What you write should be the line containing "One point lands on each instance of the golden" followed by every line after it to the end of the listing, exactly as given, and nothing more.

*** Opening of EXTRACTED ENTRIES ***

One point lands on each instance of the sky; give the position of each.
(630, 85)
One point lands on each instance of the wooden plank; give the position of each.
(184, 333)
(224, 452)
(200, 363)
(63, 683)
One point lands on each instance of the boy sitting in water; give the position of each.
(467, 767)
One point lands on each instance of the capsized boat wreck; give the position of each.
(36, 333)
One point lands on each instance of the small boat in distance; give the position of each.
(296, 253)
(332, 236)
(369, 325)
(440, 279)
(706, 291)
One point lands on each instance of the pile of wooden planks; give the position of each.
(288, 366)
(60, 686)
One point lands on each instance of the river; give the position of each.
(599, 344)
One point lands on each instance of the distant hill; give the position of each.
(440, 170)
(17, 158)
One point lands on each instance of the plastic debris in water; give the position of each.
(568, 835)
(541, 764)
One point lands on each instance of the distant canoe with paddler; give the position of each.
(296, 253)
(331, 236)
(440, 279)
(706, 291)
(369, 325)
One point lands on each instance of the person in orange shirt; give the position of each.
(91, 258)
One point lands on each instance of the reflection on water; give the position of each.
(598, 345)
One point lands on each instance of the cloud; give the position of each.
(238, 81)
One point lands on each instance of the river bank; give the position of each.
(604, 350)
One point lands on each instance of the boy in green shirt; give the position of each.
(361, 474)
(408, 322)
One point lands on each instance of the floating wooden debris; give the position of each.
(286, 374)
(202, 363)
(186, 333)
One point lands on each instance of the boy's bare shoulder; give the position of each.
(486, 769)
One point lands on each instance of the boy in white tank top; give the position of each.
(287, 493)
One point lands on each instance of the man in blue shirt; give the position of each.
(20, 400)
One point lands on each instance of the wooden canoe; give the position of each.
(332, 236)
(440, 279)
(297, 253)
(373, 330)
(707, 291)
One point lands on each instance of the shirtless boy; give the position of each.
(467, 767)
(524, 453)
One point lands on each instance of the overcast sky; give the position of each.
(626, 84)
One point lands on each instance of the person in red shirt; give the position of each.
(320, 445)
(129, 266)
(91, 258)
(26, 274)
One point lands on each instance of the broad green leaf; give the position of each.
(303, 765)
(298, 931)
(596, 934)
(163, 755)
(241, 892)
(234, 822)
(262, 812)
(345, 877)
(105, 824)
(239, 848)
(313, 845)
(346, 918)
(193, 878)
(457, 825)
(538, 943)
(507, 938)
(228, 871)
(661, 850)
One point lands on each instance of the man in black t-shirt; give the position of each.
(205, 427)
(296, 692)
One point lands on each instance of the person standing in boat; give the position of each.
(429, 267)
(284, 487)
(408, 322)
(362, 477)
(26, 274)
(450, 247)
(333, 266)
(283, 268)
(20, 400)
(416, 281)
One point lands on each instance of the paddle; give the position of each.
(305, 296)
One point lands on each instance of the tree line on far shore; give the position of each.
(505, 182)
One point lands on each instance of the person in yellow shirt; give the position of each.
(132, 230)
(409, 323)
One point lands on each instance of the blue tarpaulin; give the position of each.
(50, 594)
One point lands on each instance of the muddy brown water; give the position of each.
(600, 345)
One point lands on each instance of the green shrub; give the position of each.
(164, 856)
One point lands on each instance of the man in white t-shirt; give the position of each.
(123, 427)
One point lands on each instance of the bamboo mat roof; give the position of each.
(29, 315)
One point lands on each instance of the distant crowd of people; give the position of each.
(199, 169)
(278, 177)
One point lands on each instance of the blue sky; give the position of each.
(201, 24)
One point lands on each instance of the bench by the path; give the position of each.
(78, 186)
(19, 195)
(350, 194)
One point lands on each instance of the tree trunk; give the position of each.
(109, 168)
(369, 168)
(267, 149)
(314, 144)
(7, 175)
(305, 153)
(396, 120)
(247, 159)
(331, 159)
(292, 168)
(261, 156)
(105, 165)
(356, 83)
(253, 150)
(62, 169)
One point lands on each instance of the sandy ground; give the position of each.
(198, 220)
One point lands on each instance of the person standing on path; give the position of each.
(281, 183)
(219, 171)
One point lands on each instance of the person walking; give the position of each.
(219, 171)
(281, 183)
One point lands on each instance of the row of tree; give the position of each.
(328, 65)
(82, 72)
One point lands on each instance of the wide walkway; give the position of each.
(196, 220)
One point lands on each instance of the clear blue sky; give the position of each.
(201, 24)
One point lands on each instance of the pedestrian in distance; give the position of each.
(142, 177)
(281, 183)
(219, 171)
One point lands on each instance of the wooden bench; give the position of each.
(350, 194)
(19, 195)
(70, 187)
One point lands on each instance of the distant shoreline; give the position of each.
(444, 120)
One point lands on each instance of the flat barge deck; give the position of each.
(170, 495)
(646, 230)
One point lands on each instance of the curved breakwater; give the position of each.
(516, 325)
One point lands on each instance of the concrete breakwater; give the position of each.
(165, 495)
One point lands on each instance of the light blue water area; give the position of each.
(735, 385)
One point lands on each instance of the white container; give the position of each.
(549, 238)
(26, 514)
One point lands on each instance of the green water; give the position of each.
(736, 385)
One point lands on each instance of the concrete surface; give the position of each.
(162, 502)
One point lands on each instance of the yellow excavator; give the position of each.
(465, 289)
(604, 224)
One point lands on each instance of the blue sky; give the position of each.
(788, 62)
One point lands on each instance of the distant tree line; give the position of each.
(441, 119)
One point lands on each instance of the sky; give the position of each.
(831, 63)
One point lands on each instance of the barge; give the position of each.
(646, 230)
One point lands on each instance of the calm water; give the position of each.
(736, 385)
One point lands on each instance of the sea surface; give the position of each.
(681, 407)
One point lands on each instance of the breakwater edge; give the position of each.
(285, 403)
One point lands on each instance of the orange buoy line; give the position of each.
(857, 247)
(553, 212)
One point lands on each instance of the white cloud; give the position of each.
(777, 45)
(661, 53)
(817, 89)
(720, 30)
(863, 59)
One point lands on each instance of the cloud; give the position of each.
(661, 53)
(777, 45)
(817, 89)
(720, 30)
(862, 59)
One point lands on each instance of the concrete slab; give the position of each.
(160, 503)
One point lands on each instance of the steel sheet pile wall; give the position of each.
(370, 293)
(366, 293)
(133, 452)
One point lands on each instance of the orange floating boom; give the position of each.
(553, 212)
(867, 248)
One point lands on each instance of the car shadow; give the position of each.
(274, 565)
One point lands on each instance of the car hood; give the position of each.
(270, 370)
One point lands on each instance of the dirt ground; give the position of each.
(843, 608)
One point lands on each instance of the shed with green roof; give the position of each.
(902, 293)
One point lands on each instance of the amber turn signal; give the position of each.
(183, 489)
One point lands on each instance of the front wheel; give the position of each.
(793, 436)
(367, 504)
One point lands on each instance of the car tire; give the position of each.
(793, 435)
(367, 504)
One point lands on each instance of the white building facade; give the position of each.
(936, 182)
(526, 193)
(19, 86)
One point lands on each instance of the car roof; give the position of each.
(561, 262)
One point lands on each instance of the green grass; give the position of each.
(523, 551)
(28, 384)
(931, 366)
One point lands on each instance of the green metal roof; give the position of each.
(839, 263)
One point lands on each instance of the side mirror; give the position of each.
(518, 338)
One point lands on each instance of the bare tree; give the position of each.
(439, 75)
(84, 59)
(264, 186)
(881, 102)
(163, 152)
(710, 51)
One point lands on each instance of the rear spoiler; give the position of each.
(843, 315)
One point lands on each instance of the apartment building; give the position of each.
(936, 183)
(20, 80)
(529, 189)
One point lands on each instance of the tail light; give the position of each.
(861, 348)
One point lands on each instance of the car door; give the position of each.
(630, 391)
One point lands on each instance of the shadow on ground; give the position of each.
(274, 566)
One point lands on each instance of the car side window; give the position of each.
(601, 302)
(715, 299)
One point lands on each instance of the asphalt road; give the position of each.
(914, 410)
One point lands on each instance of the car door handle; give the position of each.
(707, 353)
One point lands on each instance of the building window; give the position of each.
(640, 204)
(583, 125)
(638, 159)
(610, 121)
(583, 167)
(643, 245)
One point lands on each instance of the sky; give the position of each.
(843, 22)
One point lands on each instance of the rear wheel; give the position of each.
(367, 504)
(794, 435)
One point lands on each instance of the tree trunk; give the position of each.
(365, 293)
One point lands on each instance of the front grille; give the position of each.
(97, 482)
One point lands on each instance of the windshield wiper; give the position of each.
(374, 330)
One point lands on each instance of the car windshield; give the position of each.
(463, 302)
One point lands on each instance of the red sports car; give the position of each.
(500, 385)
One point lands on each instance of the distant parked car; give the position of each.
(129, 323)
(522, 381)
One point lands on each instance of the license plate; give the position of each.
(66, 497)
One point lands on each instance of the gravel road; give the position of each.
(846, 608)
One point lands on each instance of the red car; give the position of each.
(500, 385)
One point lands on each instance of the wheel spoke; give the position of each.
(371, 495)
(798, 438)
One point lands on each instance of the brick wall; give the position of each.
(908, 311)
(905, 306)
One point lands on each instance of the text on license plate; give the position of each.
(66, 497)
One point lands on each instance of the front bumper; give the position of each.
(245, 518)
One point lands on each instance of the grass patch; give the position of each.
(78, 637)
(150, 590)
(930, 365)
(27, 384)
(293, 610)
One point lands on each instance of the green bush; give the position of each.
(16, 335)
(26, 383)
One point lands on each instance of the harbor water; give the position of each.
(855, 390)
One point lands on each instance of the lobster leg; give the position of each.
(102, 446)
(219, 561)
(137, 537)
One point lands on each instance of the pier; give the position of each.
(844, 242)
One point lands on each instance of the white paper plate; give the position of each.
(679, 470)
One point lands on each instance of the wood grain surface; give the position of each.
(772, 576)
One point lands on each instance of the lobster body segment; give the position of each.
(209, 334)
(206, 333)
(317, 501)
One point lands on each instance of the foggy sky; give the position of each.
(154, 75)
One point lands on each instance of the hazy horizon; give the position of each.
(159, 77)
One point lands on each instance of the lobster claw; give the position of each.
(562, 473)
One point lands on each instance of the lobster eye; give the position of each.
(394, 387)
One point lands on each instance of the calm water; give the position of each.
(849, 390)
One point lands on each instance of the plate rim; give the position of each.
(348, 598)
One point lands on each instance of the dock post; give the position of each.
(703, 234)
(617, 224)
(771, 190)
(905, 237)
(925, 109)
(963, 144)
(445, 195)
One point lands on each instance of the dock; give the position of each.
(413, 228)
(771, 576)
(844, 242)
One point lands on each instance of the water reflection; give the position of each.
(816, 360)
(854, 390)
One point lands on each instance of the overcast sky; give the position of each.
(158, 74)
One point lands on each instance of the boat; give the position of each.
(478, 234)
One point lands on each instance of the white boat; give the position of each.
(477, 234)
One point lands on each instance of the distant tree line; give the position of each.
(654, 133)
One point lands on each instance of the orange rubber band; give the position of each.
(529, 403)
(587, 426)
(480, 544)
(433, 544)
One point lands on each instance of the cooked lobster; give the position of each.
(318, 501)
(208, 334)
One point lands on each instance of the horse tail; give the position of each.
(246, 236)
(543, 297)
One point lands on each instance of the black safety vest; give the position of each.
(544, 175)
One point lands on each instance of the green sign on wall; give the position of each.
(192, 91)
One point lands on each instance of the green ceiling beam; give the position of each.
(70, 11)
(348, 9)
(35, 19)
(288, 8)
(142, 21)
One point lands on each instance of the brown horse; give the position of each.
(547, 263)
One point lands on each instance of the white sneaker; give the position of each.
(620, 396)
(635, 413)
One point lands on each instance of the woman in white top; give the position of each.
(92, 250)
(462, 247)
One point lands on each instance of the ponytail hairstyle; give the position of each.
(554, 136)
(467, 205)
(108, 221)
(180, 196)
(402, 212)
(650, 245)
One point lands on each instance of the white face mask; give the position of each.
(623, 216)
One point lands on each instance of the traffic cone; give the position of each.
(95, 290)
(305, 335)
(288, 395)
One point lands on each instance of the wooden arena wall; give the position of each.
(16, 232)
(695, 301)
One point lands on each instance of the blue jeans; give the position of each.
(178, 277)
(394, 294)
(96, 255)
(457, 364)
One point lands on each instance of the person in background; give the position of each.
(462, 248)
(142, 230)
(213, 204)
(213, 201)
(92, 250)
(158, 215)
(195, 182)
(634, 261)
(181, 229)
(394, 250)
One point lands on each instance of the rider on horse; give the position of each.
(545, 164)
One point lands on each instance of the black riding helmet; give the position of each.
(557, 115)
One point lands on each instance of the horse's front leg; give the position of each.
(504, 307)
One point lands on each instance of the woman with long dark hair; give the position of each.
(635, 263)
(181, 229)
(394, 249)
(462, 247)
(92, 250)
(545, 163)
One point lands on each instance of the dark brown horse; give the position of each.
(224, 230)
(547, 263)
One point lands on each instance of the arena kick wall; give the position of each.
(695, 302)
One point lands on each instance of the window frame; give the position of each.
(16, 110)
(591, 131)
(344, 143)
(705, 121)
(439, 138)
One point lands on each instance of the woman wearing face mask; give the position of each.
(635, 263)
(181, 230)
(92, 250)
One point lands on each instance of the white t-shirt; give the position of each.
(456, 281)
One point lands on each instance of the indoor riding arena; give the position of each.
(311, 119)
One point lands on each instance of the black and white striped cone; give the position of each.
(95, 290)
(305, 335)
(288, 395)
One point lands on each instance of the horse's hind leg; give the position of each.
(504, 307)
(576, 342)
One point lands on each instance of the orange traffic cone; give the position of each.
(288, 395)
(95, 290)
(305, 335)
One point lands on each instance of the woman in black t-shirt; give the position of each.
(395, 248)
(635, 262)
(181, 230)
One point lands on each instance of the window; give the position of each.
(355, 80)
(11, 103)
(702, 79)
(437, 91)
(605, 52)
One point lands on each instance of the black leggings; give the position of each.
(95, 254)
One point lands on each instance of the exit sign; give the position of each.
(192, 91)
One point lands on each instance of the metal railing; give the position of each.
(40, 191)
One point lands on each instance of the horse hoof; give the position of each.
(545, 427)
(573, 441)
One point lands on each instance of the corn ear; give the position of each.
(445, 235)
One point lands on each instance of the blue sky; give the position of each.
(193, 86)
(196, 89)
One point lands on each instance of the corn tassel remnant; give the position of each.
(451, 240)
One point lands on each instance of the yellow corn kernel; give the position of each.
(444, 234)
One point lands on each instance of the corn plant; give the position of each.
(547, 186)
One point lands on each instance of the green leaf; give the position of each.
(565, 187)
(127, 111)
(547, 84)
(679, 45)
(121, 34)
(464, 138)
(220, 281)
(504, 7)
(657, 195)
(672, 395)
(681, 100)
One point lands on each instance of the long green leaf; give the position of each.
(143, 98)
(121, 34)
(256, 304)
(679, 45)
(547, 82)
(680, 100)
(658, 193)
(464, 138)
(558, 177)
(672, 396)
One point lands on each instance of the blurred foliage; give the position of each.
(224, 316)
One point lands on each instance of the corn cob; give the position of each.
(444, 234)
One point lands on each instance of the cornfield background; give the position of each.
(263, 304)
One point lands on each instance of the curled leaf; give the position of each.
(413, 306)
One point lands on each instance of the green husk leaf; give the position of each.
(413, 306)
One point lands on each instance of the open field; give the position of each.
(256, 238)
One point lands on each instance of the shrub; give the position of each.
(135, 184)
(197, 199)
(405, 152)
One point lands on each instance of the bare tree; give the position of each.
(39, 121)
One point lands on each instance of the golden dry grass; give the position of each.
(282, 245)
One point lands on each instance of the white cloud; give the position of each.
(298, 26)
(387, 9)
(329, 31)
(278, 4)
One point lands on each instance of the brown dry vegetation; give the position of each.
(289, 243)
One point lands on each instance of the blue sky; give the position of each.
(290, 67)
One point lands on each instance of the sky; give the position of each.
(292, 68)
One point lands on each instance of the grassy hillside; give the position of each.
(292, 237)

*** Close of EXTRACTED ENTRIES ***

COMPLETED EXERCISE:
One point lands on each instance of the golden dry grass; give the position of each.
(282, 245)
One point lands on each instance of the white cloud; give the position of each.
(298, 26)
(387, 9)
(329, 31)
(278, 4)
One point lands on each instance of the brown dry vegetation; give the position of each.
(289, 243)
One point lands on each instance of the blue sky; give the position of each.
(290, 67)
One point lands on each instance of the sky; give the position of each.
(292, 68)
One point lands on each instance of the grassy hillside; give the position of each.
(292, 237)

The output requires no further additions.